[Object position labeling listing]

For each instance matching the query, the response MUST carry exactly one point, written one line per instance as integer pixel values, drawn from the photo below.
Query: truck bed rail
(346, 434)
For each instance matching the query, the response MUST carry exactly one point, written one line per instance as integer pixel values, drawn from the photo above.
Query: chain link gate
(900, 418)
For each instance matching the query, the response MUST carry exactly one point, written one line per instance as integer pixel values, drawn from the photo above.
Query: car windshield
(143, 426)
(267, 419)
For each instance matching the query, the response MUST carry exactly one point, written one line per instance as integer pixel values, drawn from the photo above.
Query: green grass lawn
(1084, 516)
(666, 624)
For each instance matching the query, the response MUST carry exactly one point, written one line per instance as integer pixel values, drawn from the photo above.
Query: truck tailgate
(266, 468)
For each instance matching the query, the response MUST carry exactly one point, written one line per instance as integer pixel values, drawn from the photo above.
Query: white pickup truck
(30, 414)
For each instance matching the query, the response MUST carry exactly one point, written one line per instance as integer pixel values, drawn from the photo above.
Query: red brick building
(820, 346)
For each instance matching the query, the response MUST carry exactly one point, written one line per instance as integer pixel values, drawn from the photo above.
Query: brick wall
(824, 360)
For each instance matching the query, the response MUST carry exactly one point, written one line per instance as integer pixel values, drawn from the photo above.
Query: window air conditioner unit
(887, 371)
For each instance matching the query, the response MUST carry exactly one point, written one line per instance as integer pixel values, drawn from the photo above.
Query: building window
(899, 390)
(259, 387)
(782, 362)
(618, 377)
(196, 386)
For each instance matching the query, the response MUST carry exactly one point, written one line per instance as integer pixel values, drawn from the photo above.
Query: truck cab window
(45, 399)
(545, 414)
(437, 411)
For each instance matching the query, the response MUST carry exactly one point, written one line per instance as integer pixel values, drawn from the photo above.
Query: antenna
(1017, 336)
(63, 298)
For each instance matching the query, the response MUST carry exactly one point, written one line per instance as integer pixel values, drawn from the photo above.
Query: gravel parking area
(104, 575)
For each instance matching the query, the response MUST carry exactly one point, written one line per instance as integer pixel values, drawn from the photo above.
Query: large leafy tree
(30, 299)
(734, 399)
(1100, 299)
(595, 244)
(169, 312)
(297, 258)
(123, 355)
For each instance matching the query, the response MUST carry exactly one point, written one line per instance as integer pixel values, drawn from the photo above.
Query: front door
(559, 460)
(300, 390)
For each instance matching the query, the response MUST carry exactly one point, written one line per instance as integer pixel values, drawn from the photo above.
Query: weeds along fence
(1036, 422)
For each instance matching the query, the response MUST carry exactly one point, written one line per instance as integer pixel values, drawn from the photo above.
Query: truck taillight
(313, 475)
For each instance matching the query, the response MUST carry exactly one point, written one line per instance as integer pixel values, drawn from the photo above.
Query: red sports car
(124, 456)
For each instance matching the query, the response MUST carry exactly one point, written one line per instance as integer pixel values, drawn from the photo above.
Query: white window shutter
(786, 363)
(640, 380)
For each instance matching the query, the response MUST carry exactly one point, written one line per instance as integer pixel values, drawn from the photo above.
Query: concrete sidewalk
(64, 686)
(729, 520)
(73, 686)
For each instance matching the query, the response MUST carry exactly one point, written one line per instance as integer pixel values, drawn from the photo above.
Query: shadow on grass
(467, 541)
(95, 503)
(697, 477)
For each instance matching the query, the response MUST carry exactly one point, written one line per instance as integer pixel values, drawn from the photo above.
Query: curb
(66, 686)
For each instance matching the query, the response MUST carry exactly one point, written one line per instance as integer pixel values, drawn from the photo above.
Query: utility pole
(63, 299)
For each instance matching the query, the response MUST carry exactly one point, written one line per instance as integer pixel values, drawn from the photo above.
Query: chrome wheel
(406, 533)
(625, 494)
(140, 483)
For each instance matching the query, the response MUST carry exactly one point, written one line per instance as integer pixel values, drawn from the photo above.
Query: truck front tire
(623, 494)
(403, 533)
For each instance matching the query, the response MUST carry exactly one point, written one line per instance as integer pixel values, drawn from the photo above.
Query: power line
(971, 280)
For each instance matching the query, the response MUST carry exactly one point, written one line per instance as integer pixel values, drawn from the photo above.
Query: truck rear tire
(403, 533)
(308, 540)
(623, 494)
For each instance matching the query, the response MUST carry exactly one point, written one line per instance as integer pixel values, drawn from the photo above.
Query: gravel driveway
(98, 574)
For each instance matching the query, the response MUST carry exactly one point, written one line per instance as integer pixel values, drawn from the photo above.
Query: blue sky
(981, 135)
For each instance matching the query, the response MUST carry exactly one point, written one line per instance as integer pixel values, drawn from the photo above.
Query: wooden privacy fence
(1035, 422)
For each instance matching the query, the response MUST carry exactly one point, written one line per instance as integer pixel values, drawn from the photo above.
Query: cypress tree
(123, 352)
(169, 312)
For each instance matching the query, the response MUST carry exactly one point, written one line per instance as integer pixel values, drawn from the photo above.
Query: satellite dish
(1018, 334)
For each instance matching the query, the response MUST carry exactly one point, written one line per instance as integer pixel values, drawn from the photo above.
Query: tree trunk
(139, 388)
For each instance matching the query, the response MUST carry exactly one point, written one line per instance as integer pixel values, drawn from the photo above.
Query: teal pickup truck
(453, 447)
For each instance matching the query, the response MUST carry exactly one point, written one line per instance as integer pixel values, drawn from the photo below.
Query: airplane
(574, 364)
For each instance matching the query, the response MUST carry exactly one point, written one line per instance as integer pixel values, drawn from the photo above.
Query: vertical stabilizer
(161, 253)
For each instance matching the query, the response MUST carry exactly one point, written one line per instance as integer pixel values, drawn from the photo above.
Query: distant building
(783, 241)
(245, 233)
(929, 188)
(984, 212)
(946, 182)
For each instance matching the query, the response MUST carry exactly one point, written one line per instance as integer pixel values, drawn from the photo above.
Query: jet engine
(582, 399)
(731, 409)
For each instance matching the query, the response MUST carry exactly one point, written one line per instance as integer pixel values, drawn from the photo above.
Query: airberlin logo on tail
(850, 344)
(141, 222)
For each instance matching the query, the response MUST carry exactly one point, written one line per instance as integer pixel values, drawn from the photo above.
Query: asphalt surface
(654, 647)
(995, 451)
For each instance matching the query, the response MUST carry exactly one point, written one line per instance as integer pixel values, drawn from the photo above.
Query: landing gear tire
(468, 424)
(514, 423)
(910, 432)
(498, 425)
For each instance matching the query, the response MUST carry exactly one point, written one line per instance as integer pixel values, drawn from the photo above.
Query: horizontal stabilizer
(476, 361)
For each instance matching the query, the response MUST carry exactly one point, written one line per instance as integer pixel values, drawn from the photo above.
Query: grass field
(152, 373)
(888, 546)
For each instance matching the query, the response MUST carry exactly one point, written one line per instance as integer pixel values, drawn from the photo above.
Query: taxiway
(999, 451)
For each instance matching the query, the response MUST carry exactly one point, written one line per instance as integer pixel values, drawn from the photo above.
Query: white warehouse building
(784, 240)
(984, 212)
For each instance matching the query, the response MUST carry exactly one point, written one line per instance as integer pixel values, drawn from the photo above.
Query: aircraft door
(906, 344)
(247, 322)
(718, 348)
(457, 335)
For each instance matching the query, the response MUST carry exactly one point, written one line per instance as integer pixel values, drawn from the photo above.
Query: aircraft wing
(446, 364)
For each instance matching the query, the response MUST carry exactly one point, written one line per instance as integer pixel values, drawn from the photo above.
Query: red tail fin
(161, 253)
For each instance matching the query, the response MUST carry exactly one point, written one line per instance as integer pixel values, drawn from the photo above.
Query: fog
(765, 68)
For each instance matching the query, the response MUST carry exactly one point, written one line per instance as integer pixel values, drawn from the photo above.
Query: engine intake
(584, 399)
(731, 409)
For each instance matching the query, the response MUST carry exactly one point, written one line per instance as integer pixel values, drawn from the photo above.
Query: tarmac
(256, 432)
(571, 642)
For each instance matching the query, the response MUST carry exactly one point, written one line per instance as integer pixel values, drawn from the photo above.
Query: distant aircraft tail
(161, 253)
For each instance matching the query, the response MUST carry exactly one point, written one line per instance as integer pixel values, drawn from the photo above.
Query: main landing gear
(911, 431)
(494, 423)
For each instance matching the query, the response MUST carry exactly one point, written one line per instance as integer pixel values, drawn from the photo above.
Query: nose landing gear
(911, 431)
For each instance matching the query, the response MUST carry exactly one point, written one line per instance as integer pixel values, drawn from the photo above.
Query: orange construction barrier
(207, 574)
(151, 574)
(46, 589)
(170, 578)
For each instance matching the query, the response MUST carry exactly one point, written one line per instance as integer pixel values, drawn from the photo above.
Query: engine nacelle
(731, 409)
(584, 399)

*Task goal:* Gather every line of the listing above that contains the word "tree" and copy each one out.

*The response:*
Query: large leafy tree
Query: cypress tree
Query: tree trunk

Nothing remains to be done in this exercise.